> _LISTED ENTRIES_
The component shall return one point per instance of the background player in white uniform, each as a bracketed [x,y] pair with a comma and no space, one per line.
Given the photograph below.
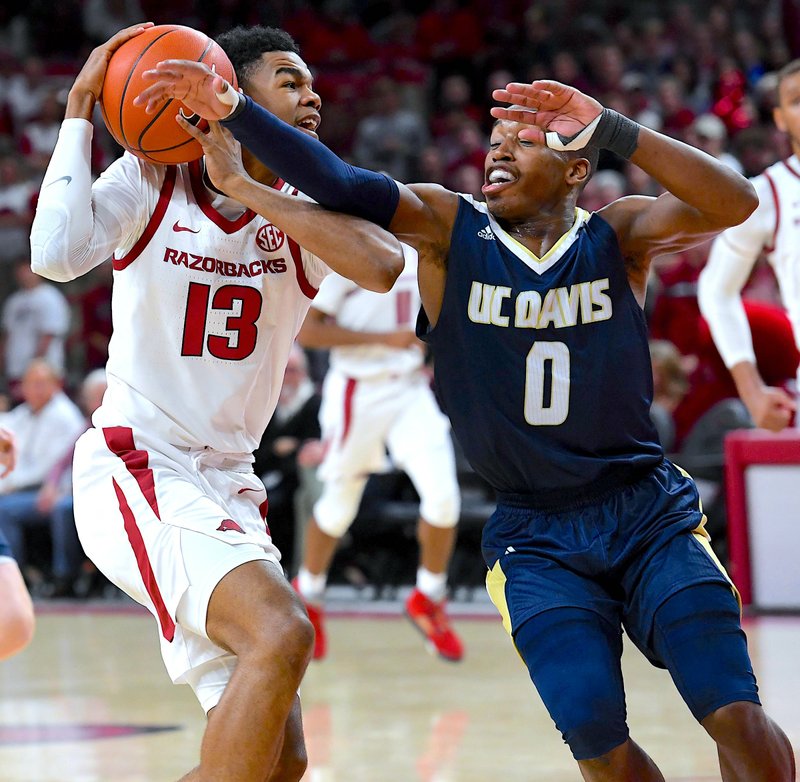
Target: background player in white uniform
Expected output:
[375,397]
[206,303]
[772,228]
[16,609]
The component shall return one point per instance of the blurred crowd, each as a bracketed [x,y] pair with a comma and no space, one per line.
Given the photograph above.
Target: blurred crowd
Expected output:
[406,87]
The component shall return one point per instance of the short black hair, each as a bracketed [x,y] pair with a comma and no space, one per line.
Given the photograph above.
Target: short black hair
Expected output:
[788,70]
[245,45]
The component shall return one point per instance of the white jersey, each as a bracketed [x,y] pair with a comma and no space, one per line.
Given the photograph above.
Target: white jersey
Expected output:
[357,309]
[773,228]
[207,299]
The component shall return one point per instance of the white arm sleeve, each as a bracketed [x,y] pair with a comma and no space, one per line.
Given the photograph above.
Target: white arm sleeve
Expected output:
[730,263]
[333,290]
[78,225]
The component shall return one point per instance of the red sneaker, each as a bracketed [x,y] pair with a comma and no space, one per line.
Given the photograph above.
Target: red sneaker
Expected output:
[316,613]
[430,619]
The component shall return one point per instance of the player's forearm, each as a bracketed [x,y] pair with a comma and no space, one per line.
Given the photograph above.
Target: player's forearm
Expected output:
[313,168]
[748,380]
[353,247]
[724,197]
[61,246]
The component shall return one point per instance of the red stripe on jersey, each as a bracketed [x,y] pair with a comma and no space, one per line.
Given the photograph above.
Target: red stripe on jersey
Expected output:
[775,198]
[204,202]
[152,225]
[308,289]
[791,168]
[120,442]
[145,568]
[349,392]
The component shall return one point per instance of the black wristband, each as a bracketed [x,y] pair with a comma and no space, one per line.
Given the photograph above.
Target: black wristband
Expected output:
[240,107]
[617,133]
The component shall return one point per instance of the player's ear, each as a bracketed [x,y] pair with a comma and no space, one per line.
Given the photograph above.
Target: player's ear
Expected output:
[578,171]
[777,116]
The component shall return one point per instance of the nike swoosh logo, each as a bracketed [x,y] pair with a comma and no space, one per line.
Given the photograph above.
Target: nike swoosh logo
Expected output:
[177,228]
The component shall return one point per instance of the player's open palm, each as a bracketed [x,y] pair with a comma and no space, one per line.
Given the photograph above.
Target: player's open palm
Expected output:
[193,83]
[91,77]
[548,107]
[223,154]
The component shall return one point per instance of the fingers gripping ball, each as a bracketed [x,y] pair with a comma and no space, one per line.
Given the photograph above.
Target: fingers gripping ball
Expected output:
[155,137]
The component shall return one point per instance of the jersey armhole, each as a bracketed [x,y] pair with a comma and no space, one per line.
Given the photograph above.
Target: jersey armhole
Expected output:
[164,197]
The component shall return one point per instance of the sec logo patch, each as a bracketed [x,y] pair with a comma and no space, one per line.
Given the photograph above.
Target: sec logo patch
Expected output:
[270,238]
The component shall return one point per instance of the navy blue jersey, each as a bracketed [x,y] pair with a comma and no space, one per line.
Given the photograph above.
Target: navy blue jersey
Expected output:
[543,364]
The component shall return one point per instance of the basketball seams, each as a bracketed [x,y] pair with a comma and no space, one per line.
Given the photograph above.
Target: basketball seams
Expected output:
[134,129]
[131,74]
[210,44]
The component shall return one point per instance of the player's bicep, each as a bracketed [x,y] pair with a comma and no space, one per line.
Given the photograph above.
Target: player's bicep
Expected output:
[656,226]
[425,216]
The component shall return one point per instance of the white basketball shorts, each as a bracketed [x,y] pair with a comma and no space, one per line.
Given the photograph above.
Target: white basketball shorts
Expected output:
[363,419]
[165,525]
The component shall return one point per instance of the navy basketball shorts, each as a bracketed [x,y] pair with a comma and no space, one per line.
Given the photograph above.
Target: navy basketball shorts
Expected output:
[5,548]
[567,582]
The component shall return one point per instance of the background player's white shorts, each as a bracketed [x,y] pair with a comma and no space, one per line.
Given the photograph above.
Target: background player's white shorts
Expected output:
[165,525]
[361,420]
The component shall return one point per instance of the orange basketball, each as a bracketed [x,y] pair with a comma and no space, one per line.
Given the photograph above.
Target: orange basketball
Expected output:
[155,137]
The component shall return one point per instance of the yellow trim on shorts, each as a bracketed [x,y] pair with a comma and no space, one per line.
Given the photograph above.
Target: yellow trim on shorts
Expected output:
[704,539]
[496,587]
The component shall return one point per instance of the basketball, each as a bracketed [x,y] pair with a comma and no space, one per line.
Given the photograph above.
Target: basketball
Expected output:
[155,137]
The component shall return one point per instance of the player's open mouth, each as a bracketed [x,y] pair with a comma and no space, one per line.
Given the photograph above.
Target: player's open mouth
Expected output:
[498,179]
[309,123]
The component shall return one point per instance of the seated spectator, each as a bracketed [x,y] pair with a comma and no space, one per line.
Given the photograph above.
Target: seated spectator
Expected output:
[45,427]
[54,502]
[708,133]
[670,384]
[294,424]
[391,137]
[35,321]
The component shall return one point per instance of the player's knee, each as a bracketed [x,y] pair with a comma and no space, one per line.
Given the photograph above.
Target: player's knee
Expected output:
[593,733]
[17,630]
[292,764]
[441,510]
[738,724]
[335,510]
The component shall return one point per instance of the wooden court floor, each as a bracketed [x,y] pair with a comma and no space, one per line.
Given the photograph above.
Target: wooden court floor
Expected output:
[89,701]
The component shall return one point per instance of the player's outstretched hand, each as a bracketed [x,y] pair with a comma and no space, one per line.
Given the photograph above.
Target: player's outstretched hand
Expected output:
[548,107]
[8,452]
[193,83]
[771,408]
[89,83]
[223,155]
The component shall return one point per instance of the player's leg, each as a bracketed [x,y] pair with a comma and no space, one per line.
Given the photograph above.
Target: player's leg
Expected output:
[254,614]
[16,609]
[420,444]
[334,512]
[681,611]
[573,657]
[698,636]
[292,760]
[353,425]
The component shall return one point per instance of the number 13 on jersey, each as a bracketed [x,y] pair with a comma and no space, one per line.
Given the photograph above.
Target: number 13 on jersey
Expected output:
[547,384]
[244,304]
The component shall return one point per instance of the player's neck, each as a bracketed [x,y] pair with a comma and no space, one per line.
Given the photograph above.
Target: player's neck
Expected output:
[257,170]
[538,233]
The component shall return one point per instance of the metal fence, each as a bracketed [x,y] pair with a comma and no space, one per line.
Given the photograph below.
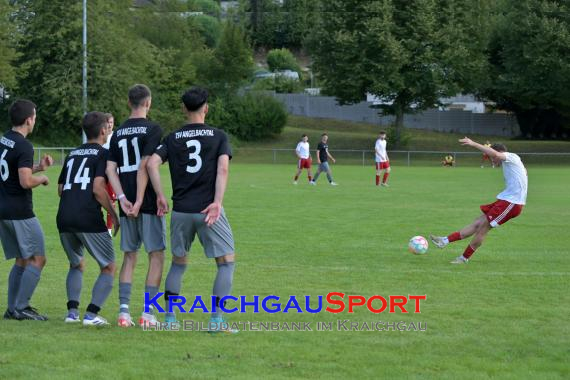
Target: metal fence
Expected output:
[356,157]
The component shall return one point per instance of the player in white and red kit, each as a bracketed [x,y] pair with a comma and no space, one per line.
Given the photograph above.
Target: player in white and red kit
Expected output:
[112,196]
[382,160]
[302,152]
[509,203]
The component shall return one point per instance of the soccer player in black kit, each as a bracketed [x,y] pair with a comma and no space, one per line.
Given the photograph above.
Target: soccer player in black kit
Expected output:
[198,157]
[20,231]
[131,146]
[82,188]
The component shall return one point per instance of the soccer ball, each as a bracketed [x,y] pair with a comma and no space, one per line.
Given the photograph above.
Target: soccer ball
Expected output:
[418,245]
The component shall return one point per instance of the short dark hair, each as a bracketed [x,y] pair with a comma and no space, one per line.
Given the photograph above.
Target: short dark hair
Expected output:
[138,93]
[93,123]
[21,110]
[499,147]
[195,98]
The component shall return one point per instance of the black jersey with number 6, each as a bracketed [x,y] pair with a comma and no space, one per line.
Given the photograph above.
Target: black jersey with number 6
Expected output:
[135,138]
[192,153]
[15,152]
[79,210]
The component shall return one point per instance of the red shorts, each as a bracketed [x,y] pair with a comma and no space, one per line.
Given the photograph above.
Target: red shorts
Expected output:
[383,165]
[304,163]
[111,192]
[500,212]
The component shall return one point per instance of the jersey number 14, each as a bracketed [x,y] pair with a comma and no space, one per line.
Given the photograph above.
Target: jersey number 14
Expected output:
[81,176]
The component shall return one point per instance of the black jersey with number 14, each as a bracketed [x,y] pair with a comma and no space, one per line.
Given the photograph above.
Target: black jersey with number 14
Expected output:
[192,153]
[79,210]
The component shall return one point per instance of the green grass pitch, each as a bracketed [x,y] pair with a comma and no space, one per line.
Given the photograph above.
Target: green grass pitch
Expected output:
[504,315]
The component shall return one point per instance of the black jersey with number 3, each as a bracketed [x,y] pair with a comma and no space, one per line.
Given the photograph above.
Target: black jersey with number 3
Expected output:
[192,153]
[15,152]
[134,139]
[79,210]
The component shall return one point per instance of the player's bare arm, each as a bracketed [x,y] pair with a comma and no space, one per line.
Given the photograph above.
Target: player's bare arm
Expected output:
[142,182]
[113,177]
[214,210]
[153,166]
[485,149]
[29,181]
[45,163]
[101,195]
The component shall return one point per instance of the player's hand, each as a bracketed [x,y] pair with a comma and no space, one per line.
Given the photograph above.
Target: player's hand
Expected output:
[116,224]
[135,210]
[213,212]
[126,205]
[46,162]
[161,205]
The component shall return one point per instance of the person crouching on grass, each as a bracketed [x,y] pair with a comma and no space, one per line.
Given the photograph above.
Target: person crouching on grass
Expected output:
[509,203]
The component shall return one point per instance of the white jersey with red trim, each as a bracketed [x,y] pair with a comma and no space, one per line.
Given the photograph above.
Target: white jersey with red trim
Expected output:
[380,150]
[516,180]
[303,149]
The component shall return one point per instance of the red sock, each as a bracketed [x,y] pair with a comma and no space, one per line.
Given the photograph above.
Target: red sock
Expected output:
[454,237]
[468,252]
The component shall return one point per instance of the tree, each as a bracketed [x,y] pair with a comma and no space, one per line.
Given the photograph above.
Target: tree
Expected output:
[224,69]
[530,65]
[8,53]
[409,54]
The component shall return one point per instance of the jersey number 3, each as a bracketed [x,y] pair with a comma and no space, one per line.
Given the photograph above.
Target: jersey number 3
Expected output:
[194,156]
[4,170]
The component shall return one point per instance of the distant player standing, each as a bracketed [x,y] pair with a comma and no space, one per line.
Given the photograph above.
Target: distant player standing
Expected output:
[20,231]
[131,146]
[382,160]
[509,203]
[198,157]
[323,156]
[82,189]
[304,156]
[112,196]
[485,156]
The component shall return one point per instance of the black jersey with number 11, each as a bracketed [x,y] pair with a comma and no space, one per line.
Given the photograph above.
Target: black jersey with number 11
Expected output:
[79,211]
[192,153]
[134,139]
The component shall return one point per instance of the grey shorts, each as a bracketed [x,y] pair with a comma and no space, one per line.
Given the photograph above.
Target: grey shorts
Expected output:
[217,240]
[22,239]
[98,244]
[147,229]
[324,167]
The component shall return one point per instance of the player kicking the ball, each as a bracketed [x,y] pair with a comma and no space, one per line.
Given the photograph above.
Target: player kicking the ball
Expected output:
[509,203]
[131,146]
[20,231]
[198,157]
[82,187]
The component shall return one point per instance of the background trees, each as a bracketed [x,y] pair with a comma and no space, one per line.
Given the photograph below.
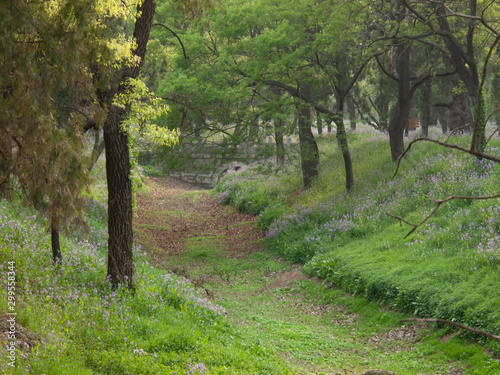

> _SET EXERCISE_
Please state how many lines of the listing above contain the string "kicking", counting only matches with the same case. Reply with the number alone.

> _SOLUTION FOR THIS EXERCISE_
2